Recorded data

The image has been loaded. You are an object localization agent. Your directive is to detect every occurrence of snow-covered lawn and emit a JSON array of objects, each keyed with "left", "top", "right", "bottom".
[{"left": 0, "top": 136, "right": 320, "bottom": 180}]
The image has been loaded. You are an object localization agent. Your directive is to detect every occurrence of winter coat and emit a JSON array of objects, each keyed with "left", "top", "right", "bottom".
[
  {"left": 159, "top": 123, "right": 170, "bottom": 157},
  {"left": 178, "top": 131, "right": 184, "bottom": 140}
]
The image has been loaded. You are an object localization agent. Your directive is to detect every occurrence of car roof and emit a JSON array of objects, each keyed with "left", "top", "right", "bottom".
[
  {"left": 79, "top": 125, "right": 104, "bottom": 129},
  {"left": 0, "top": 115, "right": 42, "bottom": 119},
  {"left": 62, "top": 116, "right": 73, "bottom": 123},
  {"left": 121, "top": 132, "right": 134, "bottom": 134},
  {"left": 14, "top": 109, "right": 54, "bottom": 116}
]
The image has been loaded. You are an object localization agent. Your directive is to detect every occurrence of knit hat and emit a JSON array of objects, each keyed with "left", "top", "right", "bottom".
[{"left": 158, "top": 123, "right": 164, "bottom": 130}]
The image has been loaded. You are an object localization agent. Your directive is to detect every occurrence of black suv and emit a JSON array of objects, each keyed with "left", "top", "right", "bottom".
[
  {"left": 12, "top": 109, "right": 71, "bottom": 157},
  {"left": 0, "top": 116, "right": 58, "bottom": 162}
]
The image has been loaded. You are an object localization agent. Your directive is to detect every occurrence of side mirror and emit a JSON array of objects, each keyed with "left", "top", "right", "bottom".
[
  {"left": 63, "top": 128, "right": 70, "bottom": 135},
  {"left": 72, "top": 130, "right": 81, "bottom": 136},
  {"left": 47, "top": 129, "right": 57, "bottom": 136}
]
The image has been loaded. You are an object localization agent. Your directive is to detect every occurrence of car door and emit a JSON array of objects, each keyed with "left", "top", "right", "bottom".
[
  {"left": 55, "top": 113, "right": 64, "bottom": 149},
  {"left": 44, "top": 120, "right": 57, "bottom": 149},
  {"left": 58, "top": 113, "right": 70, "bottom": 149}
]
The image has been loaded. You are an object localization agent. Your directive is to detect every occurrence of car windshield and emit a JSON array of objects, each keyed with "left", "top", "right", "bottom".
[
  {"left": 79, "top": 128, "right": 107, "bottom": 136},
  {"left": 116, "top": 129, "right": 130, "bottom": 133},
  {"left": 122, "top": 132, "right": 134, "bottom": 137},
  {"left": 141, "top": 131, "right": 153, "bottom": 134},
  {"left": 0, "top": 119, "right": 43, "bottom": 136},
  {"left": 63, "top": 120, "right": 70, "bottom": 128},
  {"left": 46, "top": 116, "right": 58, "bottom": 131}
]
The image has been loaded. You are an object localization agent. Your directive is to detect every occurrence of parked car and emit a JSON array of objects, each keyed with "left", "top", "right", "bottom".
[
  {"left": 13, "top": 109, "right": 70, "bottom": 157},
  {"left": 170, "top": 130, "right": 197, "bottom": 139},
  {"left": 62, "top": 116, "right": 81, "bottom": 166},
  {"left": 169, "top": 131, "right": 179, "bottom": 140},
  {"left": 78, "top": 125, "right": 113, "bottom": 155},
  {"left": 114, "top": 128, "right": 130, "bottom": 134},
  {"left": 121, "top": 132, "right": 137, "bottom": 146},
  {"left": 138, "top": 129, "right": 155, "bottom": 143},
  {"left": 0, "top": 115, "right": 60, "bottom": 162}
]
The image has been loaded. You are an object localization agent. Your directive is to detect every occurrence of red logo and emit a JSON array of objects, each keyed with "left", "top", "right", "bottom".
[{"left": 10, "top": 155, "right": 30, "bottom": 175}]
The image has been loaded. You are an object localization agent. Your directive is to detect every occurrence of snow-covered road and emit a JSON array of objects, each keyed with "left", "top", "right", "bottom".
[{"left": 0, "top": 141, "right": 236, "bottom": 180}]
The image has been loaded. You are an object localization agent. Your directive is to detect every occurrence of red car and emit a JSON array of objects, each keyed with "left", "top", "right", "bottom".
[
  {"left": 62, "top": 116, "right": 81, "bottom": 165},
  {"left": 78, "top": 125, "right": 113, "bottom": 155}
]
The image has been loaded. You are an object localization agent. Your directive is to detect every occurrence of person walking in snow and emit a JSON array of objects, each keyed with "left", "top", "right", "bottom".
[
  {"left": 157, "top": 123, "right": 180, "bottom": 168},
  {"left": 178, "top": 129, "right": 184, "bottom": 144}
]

--- TASK INSTRUCTIONS ---
Copy all of the records above verbatim.

--- EXERCISE RESULT ---
The image has been loaded. You are an object localization agent. Your directive is to detect every occurrence of snow-covered lawn and emit a JSON array of objects, each keyed with "left", "top", "right", "bottom".
[{"left": 0, "top": 136, "right": 320, "bottom": 180}]
The image has been loaded. You are an object localization agent. Your directive is to detect every occurrence of winter coat and emit a JSON array of objects, each keyed with "left", "top", "right", "bottom".
[
  {"left": 159, "top": 123, "right": 170, "bottom": 157},
  {"left": 178, "top": 131, "right": 184, "bottom": 140}
]
The image has been loaded. You are an object localization agent. Your directive is to detect every occurrence of car roof and emit a JSON array of objects, each keyed with "left", "top", "right", "bottom".
[
  {"left": 79, "top": 125, "right": 104, "bottom": 129},
  {"left": 0, "top": 115, "right": 42, "bottom": 119},
  {"left": 62, "top": 116, "right": 73, "bottom": 123},
  {"left": 121, "top": 132, "right": 134, "bottom": 134},
  {"left": 14, "top": 109, "right": 54, "bottom": 116}
]
The image has been loaded. You are an object localization agent. Your directive is to detect every occurrence of knit hat and emit a JSON array of objects, each keyed with "left", "top", "right", "bottom".
[{"left": 158, "top": 123, "right": 164, "bottom": 130}]
The image has been loaded. You are an object localization agent. Your directive is to detect every occurrence of black suv and emit a JSON array of objects, each keyed with "left", "top", "right", "bottom".
[
  {"left": 12, "top": 109, "right": 71, "bottom": 157},
  {"left": 0, "top": 116, "right": 58, "bottom": 162}
]
The image has been loaded. You are an object localization agent. Your directive is to detect every occurrence of side mirror and emit a JSON array of objects, each keyed with "left", "top", "right", "bottom".
[
  {"left": 63, "top": 128, "right": 70, "bottom": 135},
  {"left": 72, "top": 130, "right": 81, "bottom": 136},
  {"left": 47, "top": 129, "right": 57, "bottom": 136}
]
The image has been loaded. You are an object localization agent. Your directive is to detect every occurrence of car door and emit a JSON array of objects, each keyed with "left", "top", "right", "bottom".
[
  {"left": 55, "top": 113, "right": 64, "bottom": 149},
  {"left": 44, "top": 120, "right": 57, "bottom": 149},
  {"left": 58, "top": 113, "right": 70, "bottom": 149}
]
The image has been loaded. You are an object localization agent. Your directive is to detect every occurrence of car windshield and emit a JSON array of objects, each keyed with "left", "top", "right", "bottom".
[
  {"left": 79, "top": 128, "right": 107, "bottom": 136},
  {"left": 116, "top": 129, "right": 130, "bottom": 133},
  {"left": 122, "top": 132, "right": 134, "bottom": 137},
  {"left": 141, "top": 131, "right": 153, "bottom": 134},
  {"left": 0, "top": 119, "right": 43, "bottom": 136},
  {"left": 63, "top": 120, "right": 70, "bottom": 128},
  {"left": 46, "top": 116, "right": 58, "bottom": 131}
]
The image has been loaded. You are an object localization agent. Your directive is to detect every occurrence of parked car and emit a JSON array of objects, each keyed with "left", "top", "right", "bottom".
[
  {"left": 13, "top": 109, "right": 70, "bottom": 157},
  {"left": 170, "top": 130, "right": 197, "bottom": 139},
  {"left": 62, "top": 116, "right": 81, "bottom": 166},
  {"left": 169, "top": 131, "right": 179, "bottom": 140},
  {"left": 78, "top": 125, "right": 113, "bottom": 155},
  {"left": 114, "top": 128, "right": 130, "bottom": 134},
  {"left": 121, "top": 132, "right": 137, "bottom": 146},
  {"left": 138, "top": 129, "right": 155, "bottom": 143},
  {"left": 0, "top": 115, "right": 60, "bottom": 162}
]
The image has been loaded. You are an object localization agent. Your directive is to detect every occurrence of red logo and emit a JSON array of objects, each keyed with "left", "top", "right", "bottom".
[{"left": 10, "top": 155, "right": 30, "bottom": 175}]
The image has been loaded. You are an object localization agent. Your directive is to detect every occurrence of snow-covered road and emit a JSON array of objects, each keyed with "left", "top", "right", "bottom".
[{"left": 0, "top": 141, "right": 236, "bottom": 180}]
The image has been loaded. You are an object localization agent. Your directive is to detect every occurrence of red car and emit a JSON array of objects, each keyed with "left", "top", "right", "bottom".
[
  {"left": 62, "top": 116, "right": 81, "bottom": 165},
  {"left": 78, "top": 125, "right": 113, "bottom": 155}
]
The image has been loaded. You are an object localization agent. Your directive is to detect every occurrence of person walking in snow and emit a JSON array of objects, each keyed with "left", "top", "right", "bottom".
[
  {"left": 157, "top": 123, "right": 180, "bottom": 168},
  {"left": 178, "top": 129, "right": 184, "bottom": 144}
]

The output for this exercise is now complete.